» TASK BRIEF:
The answer must be the complete listing, copied exactly.

» DATA EXCERPTS:

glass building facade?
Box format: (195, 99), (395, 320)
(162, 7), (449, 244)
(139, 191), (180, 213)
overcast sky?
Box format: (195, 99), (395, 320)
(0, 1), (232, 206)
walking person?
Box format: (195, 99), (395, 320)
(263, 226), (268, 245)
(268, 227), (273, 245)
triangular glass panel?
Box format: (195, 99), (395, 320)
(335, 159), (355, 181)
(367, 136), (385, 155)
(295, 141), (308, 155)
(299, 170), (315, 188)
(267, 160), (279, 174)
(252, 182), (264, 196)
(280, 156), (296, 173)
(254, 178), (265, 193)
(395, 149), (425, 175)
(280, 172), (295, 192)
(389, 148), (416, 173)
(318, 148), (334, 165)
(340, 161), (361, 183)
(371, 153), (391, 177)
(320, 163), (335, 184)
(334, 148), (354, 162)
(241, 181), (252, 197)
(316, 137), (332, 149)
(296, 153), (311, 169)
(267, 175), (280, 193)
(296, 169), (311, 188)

» WRITTEN REPLY:
glass building facade?
Box format: (195, 99), (395, 320)
(162, 7), (449, 244)
(139, 191), (180, 213)
overcast sky?
Box format: (195, 99), (395, 320)
(0, 1), (232, 206)
walking person?
Box format: (195, 99), (395, 320)
(263, 226), (268, 245)
(268, 227), (273, 245)
triangular glass panel?
Box format: (195, 99), (395, 320)
(335, 159), (355, 181)
(367, 136), (385, 155)
(295, 141), (308, 155)
(299, 170), (315, 188)
(267, 160), (279, 174)
(252, 182), (264, 196)
(280, 156), (296, 173)
(254, 178), (265, 193)
(395, 149), (425, 175)
(280, 172), (295, 192)
(389, 148), (416, 173)
(318, 148), (334, 165)
(340, 161), (361, 183)
(371, 153), (391, 177)
(320, 163), (335, 184)
(334, 148), (354, 162)
(241, 181), (252, 197)
(316, 137), (332, 149)
(296, 153), (311, 169)
(267, 175), (280, 193)
(296, 169), (311, 188)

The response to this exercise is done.